===== TEXT SEGMENT =====

Peterson has gone on to expand Grande Experiences’ repertoire of exhibitions and experiences to encompass science and nature, and also literature with interactive exhibitions such as Planet Shark: Predator or Prey, Monet & Friends and Alice – A Wonderland Adventure. New productions in the pipeline include The World of Street Art (which will include 15 original and complete sections of the Berlin Wall that he owns ... don’t ask) and a unique Australian Indigenous Experience.
Peterson is now spending a lot of time and energy embarking on the creation of new cultural attractions around the world; specifically permanent Digital Art Galleries commencing with THE LUME Melbourne due to open in mid 2021. Also under establishment is The LUME Indianapolis in partnership with the Indianapolis Museum of Art and THE LUME London. These huge multisensory galleries also incorporate taste into the sensory experience, with fully themed food and beverages available from the café/bar inside the giant projection environment.
“Life is about experiences and the more you experience, the more you understand life - and the better yours will be!”, he adds.

Michael Rodrigues - NSW inaugural 24 Hour economy Commissioner & former MD, Time Out
Mike believes in the inspirational power of cities and spends a good amount of time encouraging anyone in his orbit to get out of the house, to know their city and to have more fun.

===== EXTRACTED ENTRIES =====

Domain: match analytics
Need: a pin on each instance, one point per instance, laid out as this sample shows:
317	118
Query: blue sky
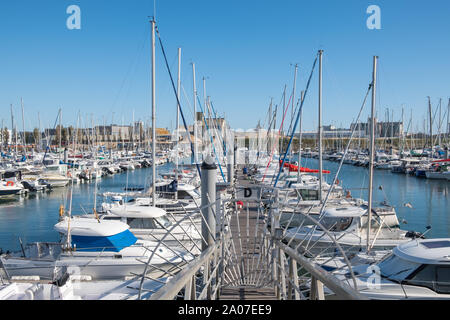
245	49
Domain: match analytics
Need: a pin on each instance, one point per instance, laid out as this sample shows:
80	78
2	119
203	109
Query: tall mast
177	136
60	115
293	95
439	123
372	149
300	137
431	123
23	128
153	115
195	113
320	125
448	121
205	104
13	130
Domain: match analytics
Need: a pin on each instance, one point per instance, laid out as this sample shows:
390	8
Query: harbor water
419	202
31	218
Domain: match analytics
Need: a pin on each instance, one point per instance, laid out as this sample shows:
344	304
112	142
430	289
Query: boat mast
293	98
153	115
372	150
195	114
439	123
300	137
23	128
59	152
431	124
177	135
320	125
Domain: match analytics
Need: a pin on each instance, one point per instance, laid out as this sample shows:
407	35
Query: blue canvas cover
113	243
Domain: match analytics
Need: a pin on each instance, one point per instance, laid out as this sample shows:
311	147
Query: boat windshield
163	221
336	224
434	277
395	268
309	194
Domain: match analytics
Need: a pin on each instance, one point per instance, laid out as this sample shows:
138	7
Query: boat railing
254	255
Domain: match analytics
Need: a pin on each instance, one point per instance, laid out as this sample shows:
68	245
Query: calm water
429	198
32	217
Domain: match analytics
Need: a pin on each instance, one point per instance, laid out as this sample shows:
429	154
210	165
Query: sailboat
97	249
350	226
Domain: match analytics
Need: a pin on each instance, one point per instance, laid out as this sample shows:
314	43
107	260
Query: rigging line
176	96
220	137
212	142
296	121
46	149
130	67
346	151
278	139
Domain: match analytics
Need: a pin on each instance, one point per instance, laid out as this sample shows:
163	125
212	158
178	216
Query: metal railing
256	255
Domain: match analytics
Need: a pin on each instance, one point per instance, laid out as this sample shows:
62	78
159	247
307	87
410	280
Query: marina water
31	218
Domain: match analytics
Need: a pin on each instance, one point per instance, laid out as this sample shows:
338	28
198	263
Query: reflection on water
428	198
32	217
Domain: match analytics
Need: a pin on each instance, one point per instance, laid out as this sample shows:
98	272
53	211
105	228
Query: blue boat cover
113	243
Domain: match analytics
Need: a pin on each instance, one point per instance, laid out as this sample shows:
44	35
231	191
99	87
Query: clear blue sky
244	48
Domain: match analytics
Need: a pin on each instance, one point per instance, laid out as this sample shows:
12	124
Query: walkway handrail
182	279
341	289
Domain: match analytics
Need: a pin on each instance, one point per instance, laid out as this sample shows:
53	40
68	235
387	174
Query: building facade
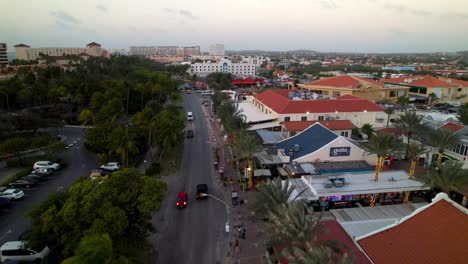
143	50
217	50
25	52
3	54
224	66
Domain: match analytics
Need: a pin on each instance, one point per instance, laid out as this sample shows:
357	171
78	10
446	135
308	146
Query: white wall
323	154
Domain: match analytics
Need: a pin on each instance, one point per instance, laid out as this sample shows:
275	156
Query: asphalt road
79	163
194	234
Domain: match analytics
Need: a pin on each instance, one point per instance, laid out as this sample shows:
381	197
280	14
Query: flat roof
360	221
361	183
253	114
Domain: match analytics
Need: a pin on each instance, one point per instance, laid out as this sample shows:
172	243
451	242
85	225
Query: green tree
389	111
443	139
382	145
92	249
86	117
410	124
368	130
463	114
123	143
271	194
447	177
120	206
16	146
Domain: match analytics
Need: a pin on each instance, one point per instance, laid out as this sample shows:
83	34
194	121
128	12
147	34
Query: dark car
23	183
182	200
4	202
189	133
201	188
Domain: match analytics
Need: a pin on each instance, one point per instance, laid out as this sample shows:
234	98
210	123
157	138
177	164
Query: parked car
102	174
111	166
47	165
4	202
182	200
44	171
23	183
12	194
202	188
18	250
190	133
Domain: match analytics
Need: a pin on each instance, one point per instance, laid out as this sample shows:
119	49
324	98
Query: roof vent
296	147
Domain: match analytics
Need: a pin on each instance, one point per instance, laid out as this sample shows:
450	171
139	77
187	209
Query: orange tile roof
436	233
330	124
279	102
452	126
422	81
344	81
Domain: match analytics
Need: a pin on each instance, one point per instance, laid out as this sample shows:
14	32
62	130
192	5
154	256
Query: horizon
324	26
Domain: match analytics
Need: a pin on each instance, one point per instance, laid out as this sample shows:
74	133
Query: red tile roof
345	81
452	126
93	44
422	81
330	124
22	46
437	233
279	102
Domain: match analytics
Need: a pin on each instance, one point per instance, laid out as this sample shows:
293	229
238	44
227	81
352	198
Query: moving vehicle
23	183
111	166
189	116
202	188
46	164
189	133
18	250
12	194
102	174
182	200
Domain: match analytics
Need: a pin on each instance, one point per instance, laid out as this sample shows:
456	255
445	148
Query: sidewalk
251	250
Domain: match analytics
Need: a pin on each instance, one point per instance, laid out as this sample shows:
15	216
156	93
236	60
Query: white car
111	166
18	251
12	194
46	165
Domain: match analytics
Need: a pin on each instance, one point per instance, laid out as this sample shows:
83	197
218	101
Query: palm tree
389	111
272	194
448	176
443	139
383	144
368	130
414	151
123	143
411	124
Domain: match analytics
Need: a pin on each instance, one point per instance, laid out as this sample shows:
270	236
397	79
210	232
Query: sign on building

=====
===== EXTRACTED ENTRIES =====

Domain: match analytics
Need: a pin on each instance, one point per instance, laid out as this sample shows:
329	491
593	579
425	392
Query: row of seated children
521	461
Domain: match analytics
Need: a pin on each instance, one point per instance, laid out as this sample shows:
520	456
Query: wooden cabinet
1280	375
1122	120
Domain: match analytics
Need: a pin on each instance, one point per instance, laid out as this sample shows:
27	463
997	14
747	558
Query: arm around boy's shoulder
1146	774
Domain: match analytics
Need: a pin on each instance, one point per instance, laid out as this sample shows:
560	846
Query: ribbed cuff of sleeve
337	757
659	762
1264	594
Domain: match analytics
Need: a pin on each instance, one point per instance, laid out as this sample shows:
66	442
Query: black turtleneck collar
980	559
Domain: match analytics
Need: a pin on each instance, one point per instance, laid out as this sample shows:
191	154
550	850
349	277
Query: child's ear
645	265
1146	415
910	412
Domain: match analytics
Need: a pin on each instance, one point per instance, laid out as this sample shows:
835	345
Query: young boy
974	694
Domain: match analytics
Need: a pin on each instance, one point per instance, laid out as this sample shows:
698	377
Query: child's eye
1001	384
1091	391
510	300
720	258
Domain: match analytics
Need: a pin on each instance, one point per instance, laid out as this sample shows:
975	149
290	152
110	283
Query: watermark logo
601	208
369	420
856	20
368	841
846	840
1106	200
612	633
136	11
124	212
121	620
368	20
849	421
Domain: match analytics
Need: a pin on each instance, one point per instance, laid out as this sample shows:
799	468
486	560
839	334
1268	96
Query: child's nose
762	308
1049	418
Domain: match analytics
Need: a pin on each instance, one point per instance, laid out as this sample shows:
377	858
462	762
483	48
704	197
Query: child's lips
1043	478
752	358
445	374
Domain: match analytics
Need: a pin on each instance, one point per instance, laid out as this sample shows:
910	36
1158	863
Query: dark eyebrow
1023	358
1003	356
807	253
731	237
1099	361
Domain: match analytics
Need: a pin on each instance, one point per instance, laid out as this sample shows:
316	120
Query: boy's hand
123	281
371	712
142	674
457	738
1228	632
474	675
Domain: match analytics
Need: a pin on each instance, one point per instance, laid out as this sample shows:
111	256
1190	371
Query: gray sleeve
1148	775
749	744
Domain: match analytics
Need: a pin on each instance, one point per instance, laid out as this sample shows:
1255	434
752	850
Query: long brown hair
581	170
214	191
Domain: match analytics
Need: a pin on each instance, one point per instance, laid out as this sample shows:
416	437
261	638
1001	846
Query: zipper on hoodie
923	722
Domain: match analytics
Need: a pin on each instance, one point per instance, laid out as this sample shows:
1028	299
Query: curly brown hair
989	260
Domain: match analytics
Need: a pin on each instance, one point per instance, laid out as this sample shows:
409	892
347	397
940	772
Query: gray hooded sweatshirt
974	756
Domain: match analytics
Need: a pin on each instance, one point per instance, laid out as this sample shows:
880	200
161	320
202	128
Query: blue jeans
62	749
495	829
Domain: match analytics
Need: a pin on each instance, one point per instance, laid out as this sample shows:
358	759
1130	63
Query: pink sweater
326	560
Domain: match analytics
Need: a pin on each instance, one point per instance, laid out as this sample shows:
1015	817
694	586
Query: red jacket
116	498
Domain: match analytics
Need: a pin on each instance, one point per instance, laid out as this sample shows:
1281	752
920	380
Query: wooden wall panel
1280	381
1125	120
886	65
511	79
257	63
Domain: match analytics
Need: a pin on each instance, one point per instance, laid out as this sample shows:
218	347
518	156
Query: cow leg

=====
===== EXTRACTED ENTRIES =====

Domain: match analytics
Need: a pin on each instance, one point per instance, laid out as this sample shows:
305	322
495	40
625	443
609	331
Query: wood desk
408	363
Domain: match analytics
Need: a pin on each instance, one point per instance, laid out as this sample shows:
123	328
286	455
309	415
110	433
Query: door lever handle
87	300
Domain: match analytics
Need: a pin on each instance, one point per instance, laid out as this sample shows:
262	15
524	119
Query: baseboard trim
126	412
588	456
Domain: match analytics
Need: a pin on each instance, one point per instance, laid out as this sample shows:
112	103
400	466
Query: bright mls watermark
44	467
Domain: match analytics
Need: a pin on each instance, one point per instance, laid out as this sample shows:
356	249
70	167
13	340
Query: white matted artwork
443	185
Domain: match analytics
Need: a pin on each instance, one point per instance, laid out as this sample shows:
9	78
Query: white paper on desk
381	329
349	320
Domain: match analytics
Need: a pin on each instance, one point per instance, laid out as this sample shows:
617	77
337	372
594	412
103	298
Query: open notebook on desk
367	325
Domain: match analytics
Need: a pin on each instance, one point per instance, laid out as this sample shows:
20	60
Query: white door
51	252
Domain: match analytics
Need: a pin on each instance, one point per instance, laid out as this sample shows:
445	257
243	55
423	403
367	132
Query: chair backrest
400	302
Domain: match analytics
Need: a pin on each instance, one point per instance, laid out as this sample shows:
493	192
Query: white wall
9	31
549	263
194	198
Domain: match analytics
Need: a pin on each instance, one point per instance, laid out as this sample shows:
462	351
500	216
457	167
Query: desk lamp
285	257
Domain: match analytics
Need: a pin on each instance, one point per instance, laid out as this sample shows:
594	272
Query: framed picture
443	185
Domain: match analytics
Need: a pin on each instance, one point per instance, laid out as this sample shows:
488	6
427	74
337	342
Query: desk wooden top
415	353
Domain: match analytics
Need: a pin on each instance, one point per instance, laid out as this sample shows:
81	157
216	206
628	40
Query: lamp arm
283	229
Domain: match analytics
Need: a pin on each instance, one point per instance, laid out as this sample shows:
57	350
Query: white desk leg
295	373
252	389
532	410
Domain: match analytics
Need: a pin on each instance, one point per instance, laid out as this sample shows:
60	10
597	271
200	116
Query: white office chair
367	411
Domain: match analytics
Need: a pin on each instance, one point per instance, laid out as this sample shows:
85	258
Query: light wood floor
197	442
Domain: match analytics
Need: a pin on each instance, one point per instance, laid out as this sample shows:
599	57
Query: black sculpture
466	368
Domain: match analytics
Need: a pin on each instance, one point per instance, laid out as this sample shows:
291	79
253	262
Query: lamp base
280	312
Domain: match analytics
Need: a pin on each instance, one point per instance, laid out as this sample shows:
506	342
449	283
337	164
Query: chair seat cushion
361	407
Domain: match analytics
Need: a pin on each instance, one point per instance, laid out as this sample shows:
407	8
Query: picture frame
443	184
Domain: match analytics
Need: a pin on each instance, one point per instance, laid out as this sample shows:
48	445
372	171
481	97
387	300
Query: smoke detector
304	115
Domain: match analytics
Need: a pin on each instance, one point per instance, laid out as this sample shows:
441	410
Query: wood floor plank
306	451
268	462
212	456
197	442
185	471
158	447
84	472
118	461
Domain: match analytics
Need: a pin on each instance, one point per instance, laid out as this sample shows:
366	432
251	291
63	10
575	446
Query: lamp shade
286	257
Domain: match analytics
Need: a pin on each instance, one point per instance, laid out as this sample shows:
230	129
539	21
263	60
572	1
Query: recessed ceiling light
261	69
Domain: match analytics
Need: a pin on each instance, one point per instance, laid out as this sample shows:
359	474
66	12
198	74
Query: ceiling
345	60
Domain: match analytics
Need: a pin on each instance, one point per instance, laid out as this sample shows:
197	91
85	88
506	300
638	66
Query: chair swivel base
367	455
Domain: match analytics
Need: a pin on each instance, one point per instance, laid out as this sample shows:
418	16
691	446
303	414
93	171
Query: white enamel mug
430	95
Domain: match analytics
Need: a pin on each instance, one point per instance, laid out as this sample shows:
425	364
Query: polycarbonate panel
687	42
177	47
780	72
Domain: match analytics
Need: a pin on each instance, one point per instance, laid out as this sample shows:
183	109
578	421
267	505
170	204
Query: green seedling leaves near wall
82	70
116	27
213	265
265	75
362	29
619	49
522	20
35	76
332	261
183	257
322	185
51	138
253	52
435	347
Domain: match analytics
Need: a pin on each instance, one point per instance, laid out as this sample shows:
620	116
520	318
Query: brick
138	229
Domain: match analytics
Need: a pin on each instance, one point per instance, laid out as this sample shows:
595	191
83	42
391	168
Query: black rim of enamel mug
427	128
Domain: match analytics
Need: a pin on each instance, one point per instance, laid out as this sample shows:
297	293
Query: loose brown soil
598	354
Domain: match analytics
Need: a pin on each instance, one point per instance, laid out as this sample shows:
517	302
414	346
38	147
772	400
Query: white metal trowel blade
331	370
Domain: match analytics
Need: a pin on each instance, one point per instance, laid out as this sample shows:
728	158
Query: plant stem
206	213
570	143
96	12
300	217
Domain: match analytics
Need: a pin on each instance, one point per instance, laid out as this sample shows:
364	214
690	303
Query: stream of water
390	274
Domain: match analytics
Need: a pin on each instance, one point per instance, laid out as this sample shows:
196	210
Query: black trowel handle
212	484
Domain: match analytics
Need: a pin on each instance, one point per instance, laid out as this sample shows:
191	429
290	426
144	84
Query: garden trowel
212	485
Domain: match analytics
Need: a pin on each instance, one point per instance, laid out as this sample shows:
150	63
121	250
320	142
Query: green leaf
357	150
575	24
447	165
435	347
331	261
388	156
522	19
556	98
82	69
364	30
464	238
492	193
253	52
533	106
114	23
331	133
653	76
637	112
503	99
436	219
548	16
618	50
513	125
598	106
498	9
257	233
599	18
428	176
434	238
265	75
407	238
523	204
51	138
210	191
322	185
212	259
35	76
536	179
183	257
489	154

=====

▸ WORK TO COMPLETE:
a) In the speaker profiles text, which museum is partnering on The LUME Indianapolis?
b) Continue the speaker profiles text from its final sentence about Mike Rodrigues.

▸ ANSWERS BY ITEM:
a) The Indianapolis Museum of Art.

b)
While working as a lawyer in the Middle East, he spotted an opportunity to launch global lifestyle brand Time Out in Sydney in 2007 to achieve these aims. In 15 years at the helm of Time Out Australia he has grew the brand across print, digital, event and social channels, which now reaches 1,000,000 Australians monthly. He also co-founded the Time Out Bar Awards and the Time Out Food Awards. Time Out’s contribution to our cities was recently recognised in 2020 when Time Out was awarded the Mumbrella Publish Awards Publishing Company of the Year, and Mike himself was awarded Publish Leader of the Year.
Since 2017 and prompted by the challenges facing Sydney's night time economy, Mike has focussed his efforts on aligning and empowering industry to actively engage in the political process in order to effect change. This saw him take a leading role in launching an independent bars association for Sydney in May 2018, followed by the launch of a Night Time Industries Association (NTIA) in November 2018 of which he was the inaugural Chair. The NTIA was at the forefront of the development of the NSW Government strategy for a 24-Hour Economy, and in February Mike was announced as the State of NSW’s first 24 Hour Economy Commissioner, a role that commenced formally on 29 March 2021.
Mike is also co-host of leading hospitality podcast Back of House, a board member of UNSW Art & Design’s advisory council and a board member of Torrens University Hospitality advisory council.